- **Goal of the exercise**: Reproduce all of the entries below word for word, omitting the pictures.

- **Entries from a pointing dataset**:
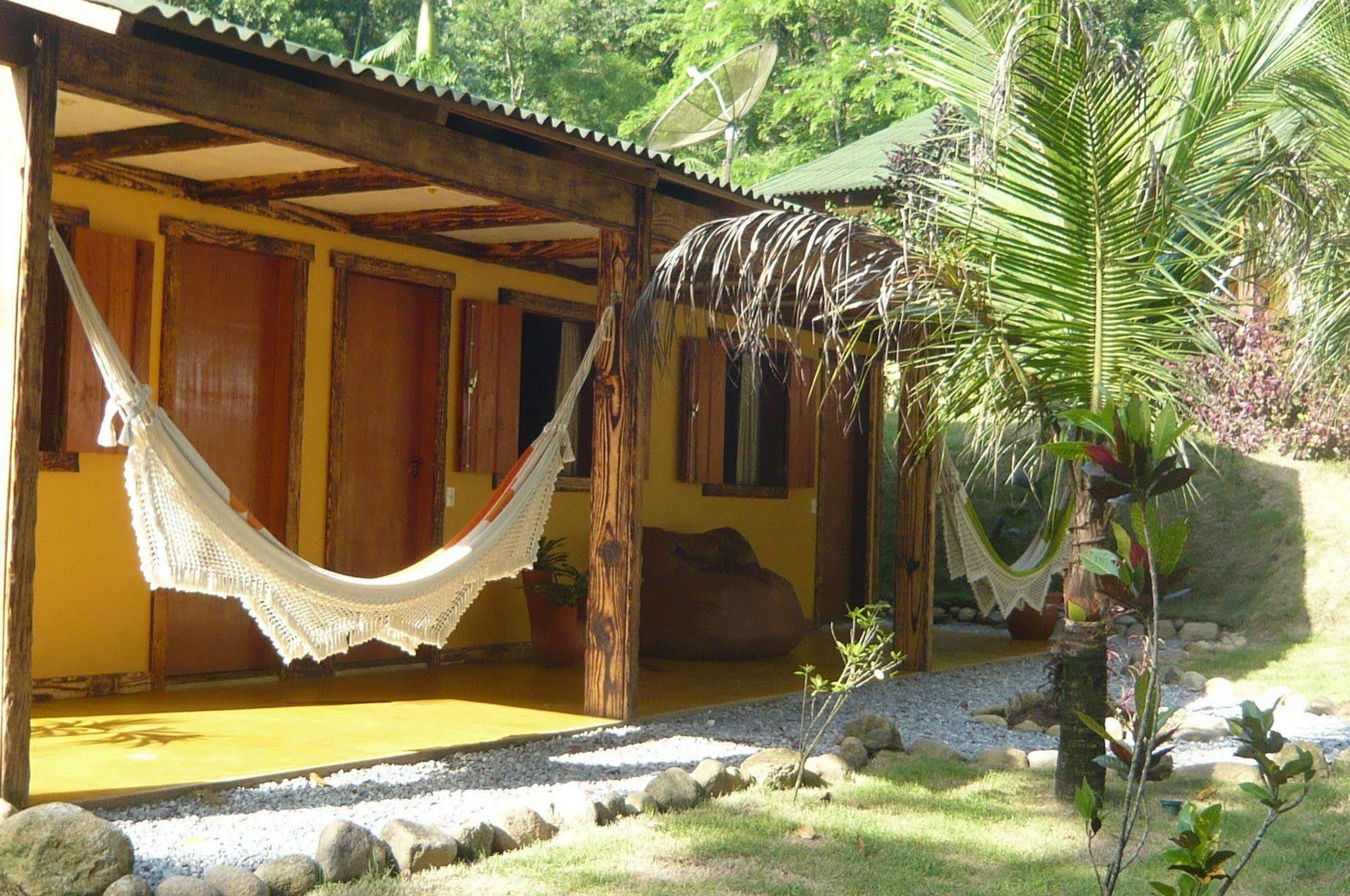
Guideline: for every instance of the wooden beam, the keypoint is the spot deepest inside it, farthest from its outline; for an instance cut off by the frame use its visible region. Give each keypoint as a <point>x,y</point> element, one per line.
<point>539,250</point>
<point>616,533</point>
<point>27,124</point>
<point>186,85</point>
<point>147,140</point>
<point>467,217</point>
<point>359,178</point>
<point>916,525</point>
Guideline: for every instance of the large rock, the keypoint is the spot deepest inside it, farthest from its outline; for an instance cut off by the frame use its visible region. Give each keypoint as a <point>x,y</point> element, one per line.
<point>875,732</point>
<point>232,880</point>
<point>927,749</point>
<point>831,768</point>
<point>130,886</point>
<point>290,875</point>
<point>673,791</point>
<point>517,828</point>
<point>475,840</point>
<point>705,597</point>
<point>417,847</point>
<point>777,770</point>
<point>58,849</point>
<point>1002,758</point>
<point>854,752</point>
<point>184,886</point>
<point>1199,632</point>
<point>347,852</point>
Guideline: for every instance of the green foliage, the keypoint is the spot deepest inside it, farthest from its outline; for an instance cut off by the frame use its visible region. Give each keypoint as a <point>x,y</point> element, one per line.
<point>837,76</point>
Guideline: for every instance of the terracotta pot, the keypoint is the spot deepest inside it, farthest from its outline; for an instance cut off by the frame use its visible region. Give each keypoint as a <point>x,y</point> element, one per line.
<point>556,632</point>
<point>1027,624</point>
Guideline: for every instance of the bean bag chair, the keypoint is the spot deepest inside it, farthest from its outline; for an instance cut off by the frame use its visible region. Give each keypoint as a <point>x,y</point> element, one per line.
<point>705,597</point>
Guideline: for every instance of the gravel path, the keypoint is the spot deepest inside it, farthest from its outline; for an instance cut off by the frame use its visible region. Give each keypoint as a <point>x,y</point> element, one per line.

- **Exercise answer**:
Guideline: for every instance of the wooden beam, the keypoint is the spot deepest inside it, farthest from its outline; for an instance cut off by the frame use its visible region. Give each keypoint as a <point>x,y</point> element, one per line.
<point>539,250</point>
<point>616,533</point>
<point>27,124</point>
<point>186,85</point>
<point>147,140</point>
<point>467,217</point>
<point>359,178</point>
<point>916,525</point>
Guideline: for every instance of the large rock, the keypoint is the spot deepest inside it, farthest from its outline; for an instance cut off by the frame use its visible region. Give each keypoint as a <point>x,y</point> element, one per line.
<point>875,732</point>
<point>232,880</point>
<point>927,749</point>
<point>831,768</point>
<point>130,886</point>
<point>290,875</point>
<point>673,791</point>
<point>517,828</point>
<point>475,840</point>
<point>705,597</point>
<point>417,847</point>
<point>777,770</point>
<point>58,849</point>
<point>1002,758</point>
<point>854,752</point>
<point>184,886</point>
<point>1199,632</point>
<point>347,852</point>
Guideline: for every instance of the green foliage, the keypoint is the spot deepest inside it, farthest from its outline; for an instance cut off by the frame use its visible region. Give each keypoint as a <point>x,y</point> element, one per line.
<point>837,76</point>
Guideline: for every instance of the terracotta pot, the keypoint is the spot deepest inside it, farthest from its outline; for an instance cut off by the frame use its visible region. Give each keypoint as a <point>x,y</point> element, one per line.
<point>556,632</point>
<point>1027,624</point>
Guideline: for every instance of the bean bag chair, the keypoint is the spot deepest inside it, farthest from its outline; for an instance cut off by the frame use its visible region. Give each keypoint as a <point>x,y</point> element, one per line.
<point>705,597</point>
Guideline: for every instance of the gravel path, the keypoint is the spot deepest inside it, farthest from its outline; for an instance cut off by the frame use its visible region. Give each keypoint as a <point>x,y</point> element, one per line.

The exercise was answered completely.